#### [文書の抜粋]
愛を振り込む (幻冬舎文庫)
愛を振り込む (幻冬舎文庫) / 感想・レビュー
おしゃべりメガネ
さすがR18文学賞受賞者の蛭田さん、かなりパンチのキイてる連作短編集です。エロさもほどほどながら、出てくる男女のどいつもこいつもひとクセもふたクセもある、ダメっぷりがホントに滑稽です。でも不思議とそのキャラ達をキライにはなれないんですよね〜。個人的には『カフェ女とつけ麺男』がダントツで気に入りました。とにかくタフ?な'カフェ女'にすっかりハマってしまいました。出てくる女性達は可哀想と言ってしまえばそれまでかもしれませんが、なんだかんだと前向きに生きていこうとする姿勢にドコか愛着?を感じてしまいました。

#### [課題]
上の抜粋のうち、「愛を振り込む (幻冬舎文庫) /」から「愛着?を感じてしまいました。」までの部分をそのまま書き写してください。

[データセットに収められた項目]
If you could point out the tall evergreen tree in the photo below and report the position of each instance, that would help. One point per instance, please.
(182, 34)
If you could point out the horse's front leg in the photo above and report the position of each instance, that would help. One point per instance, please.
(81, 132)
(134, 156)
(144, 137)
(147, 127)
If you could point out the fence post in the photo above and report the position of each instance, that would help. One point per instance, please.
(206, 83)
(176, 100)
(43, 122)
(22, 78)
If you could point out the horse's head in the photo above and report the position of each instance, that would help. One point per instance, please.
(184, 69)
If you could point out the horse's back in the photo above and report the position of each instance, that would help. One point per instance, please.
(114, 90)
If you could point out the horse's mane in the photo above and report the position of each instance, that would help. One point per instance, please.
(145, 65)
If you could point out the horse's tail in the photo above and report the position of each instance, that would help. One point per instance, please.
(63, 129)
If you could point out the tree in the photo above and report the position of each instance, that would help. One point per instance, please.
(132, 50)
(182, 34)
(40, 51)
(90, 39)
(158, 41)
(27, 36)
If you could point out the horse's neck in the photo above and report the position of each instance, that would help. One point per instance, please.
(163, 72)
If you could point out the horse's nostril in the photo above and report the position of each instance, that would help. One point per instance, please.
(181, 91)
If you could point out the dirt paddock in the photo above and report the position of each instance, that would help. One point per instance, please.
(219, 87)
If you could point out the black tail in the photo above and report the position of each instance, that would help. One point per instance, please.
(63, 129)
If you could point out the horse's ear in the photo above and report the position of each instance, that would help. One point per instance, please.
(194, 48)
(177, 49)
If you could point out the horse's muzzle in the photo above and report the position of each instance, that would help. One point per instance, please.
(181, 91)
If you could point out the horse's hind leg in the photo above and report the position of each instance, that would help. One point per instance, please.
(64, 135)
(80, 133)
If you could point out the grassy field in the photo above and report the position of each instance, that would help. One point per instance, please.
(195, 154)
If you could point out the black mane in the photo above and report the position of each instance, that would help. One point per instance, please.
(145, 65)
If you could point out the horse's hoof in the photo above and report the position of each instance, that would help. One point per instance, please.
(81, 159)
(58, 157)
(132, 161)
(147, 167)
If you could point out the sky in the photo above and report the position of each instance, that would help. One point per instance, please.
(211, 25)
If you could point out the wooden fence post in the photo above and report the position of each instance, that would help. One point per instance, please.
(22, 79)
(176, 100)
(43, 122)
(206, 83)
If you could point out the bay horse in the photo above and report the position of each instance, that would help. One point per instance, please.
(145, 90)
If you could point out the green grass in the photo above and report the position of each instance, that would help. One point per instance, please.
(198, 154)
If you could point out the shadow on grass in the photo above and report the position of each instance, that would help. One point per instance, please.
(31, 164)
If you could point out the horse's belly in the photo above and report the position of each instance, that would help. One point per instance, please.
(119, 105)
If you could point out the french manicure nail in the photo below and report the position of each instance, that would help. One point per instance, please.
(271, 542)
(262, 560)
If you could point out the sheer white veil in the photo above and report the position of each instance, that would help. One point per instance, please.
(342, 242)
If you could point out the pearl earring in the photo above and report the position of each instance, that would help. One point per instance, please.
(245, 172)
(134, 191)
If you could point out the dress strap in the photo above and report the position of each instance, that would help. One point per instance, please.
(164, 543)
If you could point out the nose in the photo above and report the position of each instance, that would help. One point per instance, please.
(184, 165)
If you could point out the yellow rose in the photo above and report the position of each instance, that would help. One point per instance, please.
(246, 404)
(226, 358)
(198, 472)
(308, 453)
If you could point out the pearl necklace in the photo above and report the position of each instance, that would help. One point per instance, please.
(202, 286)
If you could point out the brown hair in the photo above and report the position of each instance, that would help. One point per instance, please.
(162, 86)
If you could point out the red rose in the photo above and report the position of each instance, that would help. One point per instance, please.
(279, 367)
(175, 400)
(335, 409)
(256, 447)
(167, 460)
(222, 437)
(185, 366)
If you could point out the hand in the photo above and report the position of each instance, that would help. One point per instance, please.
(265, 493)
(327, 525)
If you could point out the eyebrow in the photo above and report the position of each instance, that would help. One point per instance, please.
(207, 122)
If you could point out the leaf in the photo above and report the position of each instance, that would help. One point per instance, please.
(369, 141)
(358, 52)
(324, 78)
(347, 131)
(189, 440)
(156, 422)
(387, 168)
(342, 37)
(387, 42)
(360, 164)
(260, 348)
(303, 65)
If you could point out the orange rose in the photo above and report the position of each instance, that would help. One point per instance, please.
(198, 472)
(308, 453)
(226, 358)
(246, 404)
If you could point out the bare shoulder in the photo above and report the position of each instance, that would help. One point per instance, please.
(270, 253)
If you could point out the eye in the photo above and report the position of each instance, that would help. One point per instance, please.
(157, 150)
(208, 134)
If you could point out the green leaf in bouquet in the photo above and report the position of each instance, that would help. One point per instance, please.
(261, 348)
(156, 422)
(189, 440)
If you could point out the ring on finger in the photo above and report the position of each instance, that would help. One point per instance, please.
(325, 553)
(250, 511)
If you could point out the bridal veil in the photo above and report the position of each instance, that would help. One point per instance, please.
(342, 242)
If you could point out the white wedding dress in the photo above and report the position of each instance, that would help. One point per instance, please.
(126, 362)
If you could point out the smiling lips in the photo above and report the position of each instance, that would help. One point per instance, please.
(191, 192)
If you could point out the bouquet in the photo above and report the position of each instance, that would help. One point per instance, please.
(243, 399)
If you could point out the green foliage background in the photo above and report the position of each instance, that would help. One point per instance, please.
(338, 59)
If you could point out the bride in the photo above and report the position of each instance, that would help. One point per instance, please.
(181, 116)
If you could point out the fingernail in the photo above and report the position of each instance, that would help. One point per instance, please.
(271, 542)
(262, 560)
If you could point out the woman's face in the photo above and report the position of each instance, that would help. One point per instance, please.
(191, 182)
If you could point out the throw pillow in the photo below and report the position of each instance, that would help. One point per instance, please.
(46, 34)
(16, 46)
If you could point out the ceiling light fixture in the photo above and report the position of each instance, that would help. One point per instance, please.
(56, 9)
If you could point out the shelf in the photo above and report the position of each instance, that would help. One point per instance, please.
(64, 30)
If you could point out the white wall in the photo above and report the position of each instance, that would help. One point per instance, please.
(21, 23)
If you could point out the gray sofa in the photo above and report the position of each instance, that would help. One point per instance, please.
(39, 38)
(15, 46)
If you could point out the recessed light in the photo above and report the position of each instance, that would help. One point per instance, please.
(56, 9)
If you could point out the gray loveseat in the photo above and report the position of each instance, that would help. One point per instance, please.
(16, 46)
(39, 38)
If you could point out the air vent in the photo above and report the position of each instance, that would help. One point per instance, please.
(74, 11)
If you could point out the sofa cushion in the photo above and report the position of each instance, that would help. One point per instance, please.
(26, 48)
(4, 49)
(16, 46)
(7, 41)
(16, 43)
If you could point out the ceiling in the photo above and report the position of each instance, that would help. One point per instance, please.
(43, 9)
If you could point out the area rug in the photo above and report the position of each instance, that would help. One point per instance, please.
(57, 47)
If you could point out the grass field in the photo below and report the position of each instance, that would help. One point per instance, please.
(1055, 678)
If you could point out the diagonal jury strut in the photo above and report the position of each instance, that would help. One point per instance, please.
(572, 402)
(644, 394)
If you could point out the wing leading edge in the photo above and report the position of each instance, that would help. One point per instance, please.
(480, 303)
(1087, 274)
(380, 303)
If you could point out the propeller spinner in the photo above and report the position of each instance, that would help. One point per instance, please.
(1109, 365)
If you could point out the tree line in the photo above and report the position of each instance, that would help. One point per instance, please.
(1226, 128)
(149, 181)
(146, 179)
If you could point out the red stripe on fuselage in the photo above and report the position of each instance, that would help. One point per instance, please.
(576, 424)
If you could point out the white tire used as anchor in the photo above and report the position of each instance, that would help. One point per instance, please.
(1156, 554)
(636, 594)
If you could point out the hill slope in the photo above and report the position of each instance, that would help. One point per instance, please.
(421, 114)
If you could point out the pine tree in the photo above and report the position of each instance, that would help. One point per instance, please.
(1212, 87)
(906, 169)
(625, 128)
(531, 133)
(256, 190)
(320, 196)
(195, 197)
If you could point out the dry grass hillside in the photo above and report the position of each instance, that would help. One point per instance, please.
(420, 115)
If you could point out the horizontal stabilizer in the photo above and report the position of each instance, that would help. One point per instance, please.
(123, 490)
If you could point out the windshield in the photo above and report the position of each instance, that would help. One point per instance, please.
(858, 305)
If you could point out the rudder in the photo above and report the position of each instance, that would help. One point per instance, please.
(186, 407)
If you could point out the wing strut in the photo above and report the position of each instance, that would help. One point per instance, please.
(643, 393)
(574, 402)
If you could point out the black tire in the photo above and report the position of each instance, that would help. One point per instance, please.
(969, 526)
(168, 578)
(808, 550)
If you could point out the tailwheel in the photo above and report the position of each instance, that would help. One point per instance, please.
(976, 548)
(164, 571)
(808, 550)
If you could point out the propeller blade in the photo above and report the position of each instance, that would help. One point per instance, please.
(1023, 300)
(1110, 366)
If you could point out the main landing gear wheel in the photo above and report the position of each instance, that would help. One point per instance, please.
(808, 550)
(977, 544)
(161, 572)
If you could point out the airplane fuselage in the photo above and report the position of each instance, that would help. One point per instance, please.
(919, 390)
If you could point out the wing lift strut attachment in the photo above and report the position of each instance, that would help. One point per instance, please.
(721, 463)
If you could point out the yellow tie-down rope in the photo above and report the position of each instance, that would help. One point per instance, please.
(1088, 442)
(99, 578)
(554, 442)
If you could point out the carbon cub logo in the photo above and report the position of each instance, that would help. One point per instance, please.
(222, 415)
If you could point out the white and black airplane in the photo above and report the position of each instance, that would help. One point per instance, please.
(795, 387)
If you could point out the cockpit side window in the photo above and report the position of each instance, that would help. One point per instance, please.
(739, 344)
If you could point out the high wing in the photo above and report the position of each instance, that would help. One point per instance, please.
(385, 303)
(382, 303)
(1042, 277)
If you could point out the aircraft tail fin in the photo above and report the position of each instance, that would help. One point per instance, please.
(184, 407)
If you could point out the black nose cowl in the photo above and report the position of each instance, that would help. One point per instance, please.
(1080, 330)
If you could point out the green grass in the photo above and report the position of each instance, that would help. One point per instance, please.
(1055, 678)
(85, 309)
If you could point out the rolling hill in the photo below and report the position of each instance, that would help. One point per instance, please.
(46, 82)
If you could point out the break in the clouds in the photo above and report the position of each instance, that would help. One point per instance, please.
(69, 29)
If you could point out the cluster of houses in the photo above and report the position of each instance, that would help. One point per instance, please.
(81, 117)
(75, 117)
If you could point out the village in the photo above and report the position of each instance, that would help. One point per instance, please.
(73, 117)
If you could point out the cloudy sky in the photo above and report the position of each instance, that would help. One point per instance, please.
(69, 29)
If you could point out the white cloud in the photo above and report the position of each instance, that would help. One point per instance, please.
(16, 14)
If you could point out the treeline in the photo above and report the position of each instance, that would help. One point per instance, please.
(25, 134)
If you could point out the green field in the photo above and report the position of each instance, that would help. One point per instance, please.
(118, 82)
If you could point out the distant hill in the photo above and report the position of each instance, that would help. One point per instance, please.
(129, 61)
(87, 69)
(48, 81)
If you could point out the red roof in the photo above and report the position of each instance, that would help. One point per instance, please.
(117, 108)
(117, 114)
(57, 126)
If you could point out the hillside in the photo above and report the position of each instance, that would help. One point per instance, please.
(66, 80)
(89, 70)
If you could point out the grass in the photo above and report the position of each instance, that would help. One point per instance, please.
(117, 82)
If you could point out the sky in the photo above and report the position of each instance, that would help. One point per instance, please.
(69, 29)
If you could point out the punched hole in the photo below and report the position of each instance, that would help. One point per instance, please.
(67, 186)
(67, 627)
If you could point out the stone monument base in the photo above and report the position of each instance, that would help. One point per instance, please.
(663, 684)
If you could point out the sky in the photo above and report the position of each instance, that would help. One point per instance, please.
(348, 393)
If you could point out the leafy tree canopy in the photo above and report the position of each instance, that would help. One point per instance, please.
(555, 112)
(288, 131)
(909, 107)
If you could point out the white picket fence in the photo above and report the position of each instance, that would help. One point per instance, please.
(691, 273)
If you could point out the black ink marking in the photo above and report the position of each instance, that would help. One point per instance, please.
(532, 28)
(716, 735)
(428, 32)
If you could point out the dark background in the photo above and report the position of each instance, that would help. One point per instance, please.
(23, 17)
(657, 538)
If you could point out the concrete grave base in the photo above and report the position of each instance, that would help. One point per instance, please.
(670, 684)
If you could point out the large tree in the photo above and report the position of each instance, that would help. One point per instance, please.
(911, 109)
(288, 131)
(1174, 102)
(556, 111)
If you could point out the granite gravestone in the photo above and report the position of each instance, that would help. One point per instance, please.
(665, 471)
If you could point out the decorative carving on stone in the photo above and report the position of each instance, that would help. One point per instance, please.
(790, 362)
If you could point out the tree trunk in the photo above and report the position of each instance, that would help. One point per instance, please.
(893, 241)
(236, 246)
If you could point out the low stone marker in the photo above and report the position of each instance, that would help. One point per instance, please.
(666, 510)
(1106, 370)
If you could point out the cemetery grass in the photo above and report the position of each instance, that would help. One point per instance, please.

#### [解答]
愛を振り込む (幻冬舎文庫) / 感想・レビュー
おしゃべりメガネ
さすがR18文学賞受賞者の蛭田さん、かなりパンチのキイてる連作短編集です。エロさもほどほどながら、出てくる男女のどいつもこいつもひとクセもふたクセもある、ダメっぷりがホントに滑稽です。でも不思議とそのキャラ達をキライにはなれないんですよね〜。個人的には『カフェ女とつけ麺男』がダントツで気に入りました。とにかくタフ?な'カフェ女'にすっかりハマってしまいました。出てくる女性達は可哀想と言ってしまえばそれまでかもしれませんが、なんだかんだと前向きに生きていこうとする姿勢にドコか愛着?を感じてしまいました。